- _Passage for review_:
--- START ---

AI is changing our world, but are we keeping up or falling apart?
Across SXSW 2018 there is a clear theme - we are increasingly feeling overwhelmed by the extent to which we are connected to and reliant on devices. This is leading to loneliness, more extremism and anger, and not enough empathy. Yet we have a growing understanding of how much AI is already, and will further affect us, potentially leading to further disconnected feelings from what is ‘real’ and ‘humanness’.
Technology and the human mode
Author Andrew Keen in his talk on How to fix the future, says that today we are not participating in society enough. Technology, globalisation, education, governance are making us less involved, and are maybe even encouraging us to be more passive. Rohit Bhargava who writes the annual Non-Obvious Trends, describes how we are more and more being manipulated by the media to feel outraged by events and stories, and then instead of turning to human debate, we jump onto Facebook and Twitter (as encouraged) and publically voice our anger, even through Facebook’s angry button.
But there is positivity in this story throughout SXSW - in one of Bhargava’s trends of 2018, he observes that we are more and more reaching for what he calls the ‘human mode’ - he cites an example of an airport in the USA who employs a pig and guide to walk through the terminals and this surprise but also the concept of an animal (wildlife?!) in this environment relaxes travelers and brings them away from their phones and into conversations.
So how can we add more human elements to our technology and customer services? Some companies are building robots with personalities so that they do not seem detached when they are employed in your homes. Time spent waiting on-hold on phone calls is being reduced by chatbots. There are even companies such as IPG Dynamic from Belgium (whose MD spoke at SXSW on From AI to EI) who provide consulting on how brands can incorporate empathy, in an authentic way. A non-technological company improvement can be seen from Tesco in the UK, starting a ‘relaxed, slow check-out’ line in many stores.

--- END ---

- _Listed records_:

--- START ---

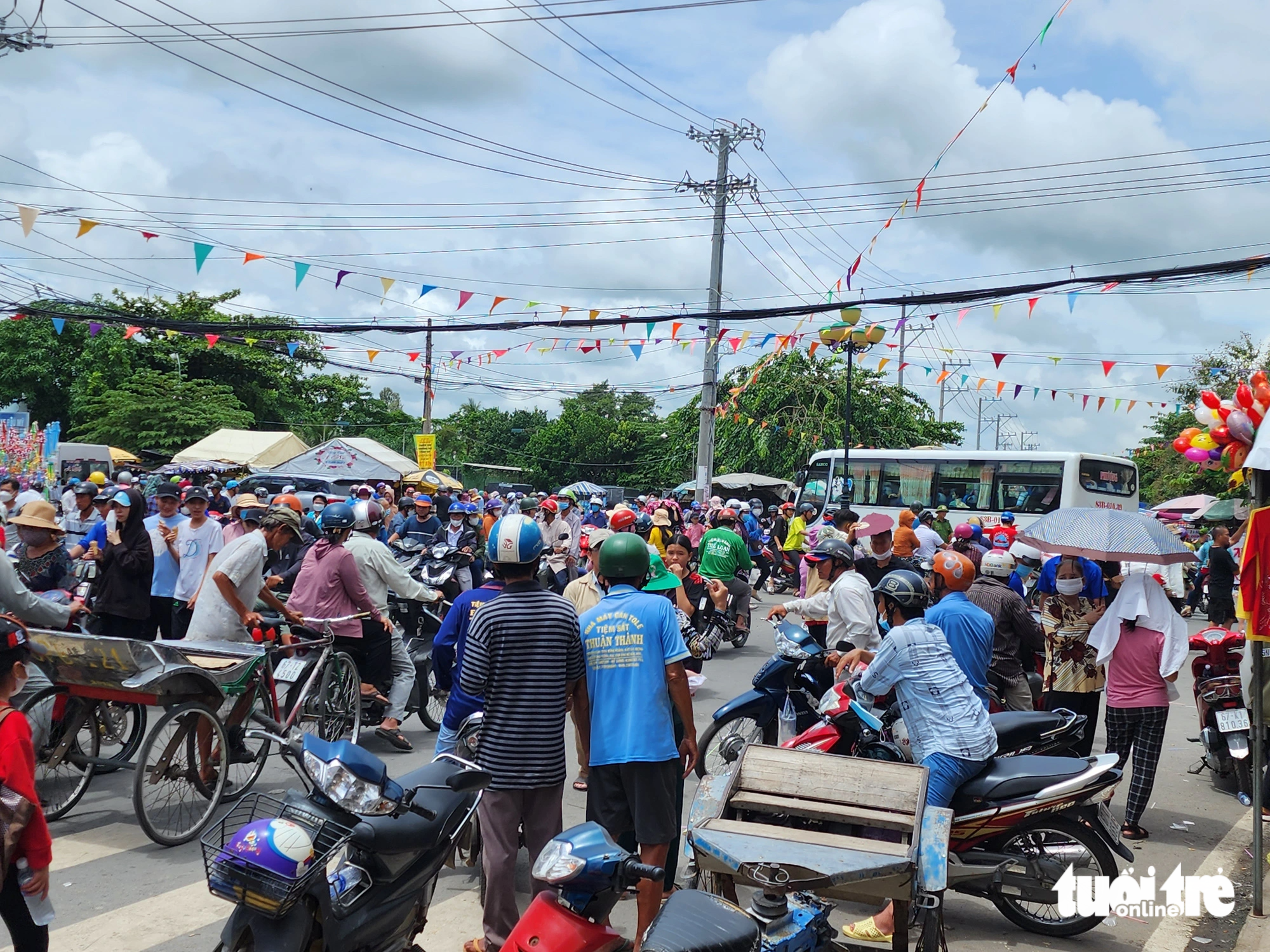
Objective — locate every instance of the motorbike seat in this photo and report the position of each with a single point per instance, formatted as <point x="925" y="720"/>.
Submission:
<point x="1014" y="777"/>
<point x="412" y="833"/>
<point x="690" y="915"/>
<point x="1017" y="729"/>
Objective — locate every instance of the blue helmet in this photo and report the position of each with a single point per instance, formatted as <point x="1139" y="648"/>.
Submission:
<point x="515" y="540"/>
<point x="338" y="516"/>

--- END ---

- _Try it_: In one to three sentences, state why some companies, according to the SXSW 2018 piece, are building robots with personalities. Draw only on the text itself; bring in no outside knowledge.

- _Response to the exercise_: They give the robots personalities so the robots do not seem detached when they are employed in people's homes.